**Consigne:** Pouvez-vous reproduire sans la moindre modification la partie de la liste qui commence à la ligne contenant « provide the segmentation of smiling » et se termine à la ligne contenant « [[[1047,0],[875,0],[885,25],[938,78],[990,91],[1015,70]]] », ces deux lignes incluses, en laissant les images de côté ?

**Liste fournie:**

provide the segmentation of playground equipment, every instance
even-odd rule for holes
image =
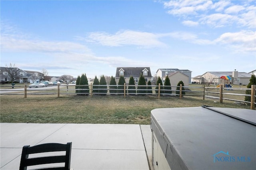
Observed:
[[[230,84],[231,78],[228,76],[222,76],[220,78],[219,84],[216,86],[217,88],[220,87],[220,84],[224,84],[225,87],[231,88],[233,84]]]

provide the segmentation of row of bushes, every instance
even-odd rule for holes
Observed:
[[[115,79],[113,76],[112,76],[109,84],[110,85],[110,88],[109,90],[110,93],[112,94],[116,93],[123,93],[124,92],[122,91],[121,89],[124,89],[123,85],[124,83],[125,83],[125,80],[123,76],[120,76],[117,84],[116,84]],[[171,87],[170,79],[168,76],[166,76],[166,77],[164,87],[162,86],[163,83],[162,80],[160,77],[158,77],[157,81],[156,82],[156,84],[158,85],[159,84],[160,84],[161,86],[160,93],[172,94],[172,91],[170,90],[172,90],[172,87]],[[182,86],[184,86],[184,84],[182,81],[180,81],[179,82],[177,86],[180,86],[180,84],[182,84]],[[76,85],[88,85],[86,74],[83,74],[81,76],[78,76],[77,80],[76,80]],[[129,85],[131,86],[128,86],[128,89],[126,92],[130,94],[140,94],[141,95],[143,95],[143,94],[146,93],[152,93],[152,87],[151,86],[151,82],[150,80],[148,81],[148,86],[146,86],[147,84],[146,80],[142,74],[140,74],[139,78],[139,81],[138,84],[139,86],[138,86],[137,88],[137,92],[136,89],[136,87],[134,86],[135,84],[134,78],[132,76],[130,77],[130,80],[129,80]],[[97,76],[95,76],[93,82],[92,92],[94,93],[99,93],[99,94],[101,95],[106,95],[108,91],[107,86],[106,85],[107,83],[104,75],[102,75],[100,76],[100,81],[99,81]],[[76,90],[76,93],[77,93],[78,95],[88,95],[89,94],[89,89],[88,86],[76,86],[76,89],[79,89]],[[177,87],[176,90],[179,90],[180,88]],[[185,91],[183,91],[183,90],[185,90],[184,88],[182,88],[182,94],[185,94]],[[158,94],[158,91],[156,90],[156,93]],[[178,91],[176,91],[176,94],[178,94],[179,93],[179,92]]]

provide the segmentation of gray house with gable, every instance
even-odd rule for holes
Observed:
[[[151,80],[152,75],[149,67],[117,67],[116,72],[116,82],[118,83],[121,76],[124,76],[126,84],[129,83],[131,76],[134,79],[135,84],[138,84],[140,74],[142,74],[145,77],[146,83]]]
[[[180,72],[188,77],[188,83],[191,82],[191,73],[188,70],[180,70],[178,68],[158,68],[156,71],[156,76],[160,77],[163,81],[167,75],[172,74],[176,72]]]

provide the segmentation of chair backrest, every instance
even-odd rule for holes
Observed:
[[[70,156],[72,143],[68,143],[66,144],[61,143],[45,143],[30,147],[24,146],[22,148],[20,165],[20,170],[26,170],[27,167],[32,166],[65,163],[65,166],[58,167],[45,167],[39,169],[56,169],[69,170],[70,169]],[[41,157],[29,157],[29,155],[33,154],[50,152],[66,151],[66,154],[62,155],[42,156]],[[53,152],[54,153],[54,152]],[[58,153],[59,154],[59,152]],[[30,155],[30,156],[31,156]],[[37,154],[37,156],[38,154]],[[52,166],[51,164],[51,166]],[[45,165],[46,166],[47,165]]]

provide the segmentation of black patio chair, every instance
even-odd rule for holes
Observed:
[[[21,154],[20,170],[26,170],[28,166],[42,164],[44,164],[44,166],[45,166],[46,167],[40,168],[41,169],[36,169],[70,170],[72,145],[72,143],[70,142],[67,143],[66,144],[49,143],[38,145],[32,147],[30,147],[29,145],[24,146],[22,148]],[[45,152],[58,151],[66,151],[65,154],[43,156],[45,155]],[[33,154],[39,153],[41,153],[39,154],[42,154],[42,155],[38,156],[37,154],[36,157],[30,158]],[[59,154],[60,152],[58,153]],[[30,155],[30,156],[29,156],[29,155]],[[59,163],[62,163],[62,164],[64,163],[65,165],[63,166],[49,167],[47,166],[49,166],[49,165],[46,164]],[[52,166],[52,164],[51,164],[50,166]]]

==

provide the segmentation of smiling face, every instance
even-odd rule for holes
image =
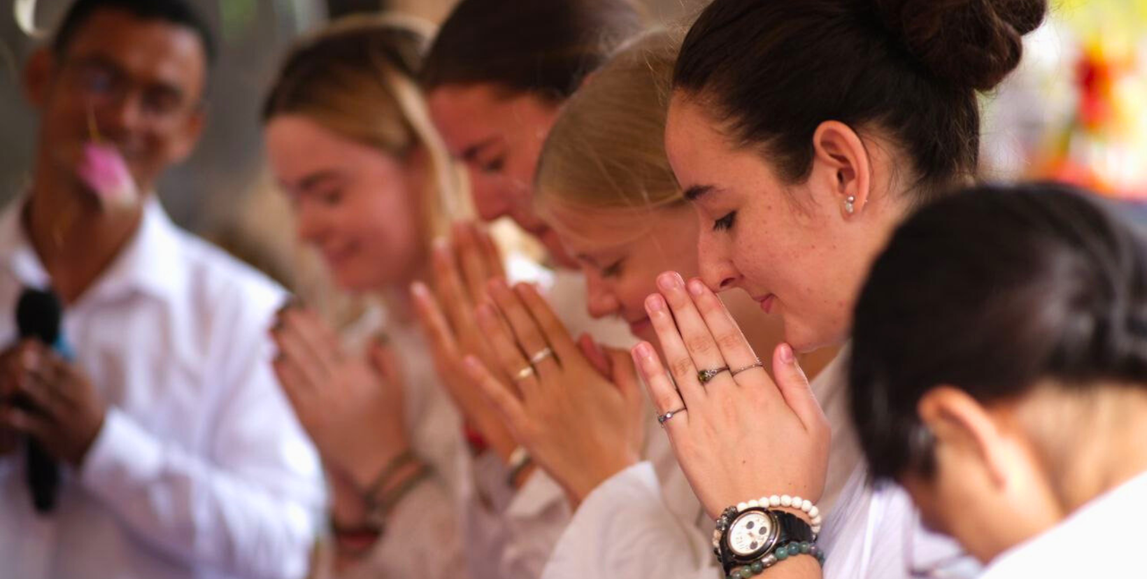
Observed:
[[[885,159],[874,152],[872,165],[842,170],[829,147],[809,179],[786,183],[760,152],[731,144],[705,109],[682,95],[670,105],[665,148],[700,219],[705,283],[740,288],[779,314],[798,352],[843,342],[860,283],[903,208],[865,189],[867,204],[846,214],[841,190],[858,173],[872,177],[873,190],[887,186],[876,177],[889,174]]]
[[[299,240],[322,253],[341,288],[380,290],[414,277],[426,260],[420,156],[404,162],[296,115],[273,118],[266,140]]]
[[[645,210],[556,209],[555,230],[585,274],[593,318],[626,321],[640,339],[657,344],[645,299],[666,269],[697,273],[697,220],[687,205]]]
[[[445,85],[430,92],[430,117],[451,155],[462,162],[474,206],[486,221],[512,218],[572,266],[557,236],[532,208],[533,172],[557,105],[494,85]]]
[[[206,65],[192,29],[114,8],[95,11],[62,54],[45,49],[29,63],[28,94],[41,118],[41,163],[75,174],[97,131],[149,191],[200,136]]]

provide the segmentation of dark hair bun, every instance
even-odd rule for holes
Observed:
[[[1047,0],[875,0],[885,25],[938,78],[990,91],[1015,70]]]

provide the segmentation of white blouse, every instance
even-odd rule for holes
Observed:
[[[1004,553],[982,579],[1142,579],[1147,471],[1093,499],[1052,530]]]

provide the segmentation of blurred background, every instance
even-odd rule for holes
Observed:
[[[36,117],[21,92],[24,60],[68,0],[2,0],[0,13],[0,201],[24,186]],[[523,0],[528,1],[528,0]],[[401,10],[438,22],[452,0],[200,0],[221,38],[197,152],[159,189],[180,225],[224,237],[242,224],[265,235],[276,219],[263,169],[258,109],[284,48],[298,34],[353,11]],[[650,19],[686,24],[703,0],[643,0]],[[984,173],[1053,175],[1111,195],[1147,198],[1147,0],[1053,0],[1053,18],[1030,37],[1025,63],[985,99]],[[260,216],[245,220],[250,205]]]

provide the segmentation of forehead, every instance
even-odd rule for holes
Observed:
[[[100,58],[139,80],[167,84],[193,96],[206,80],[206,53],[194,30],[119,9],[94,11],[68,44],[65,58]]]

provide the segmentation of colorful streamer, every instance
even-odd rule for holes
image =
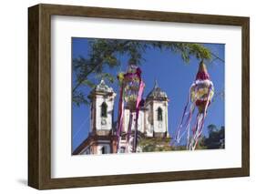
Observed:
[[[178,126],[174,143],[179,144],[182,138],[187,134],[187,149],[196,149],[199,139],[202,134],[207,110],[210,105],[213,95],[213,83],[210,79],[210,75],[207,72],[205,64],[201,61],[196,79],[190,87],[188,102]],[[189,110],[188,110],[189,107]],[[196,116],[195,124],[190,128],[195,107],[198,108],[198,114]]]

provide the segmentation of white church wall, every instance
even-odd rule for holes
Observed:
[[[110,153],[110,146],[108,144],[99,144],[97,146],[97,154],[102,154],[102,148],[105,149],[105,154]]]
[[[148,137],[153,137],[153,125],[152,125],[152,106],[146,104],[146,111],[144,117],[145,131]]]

**Réponse attendue:**
provide the segmentation of smiling face, every instance
even-odd rule for holes
image =
Observed:
[[[885,159],[874,152],[872,165],[842,170],[829,147],[809,179],[786,183],[760,152],[731,144],[705,109],[682,95],[670,105],[665,148],[700,219],[705,283],[740,288],[779,314],[798,352],[843,342],[860,283],[903,208],[865,189],[867,204],[846,214],[841,190],[858,173],[872,177],[873,190],[887,186],[876,177],[889,174]]]
[[[299,240],[322,253],[341,288],[380,290],[414,277],[426,260],[420,156],[404,162],[296,115],[273,118],[266,140]]]
[[[645,210],[556,209],[555,230],[585,274],[593,318],[626,321],[640,339],[657,344],[645,299],[666,269],[697,273],[697,220],[687,205]]]
[[[445,85],[430,92],[430,117],[451,155],[462,162],[474,206],[486,221],[512,218],[572,266],[557,236],[532,208],[533,172],[557,105],[494,85]]]
[[[206,65],[192,29],[114,8],[95,11],[62,54],[45,49],[29,63],[28,94],[41,118],[41,163],[75,174],[97,131],[149,191],[200,136]]]

provide the segmentation of dark hair bun, every instance
even-odd rule for holes
Observed:
[[[1047,0],[875,0],[885,25],[938,78],[990,91],[1015,70]]]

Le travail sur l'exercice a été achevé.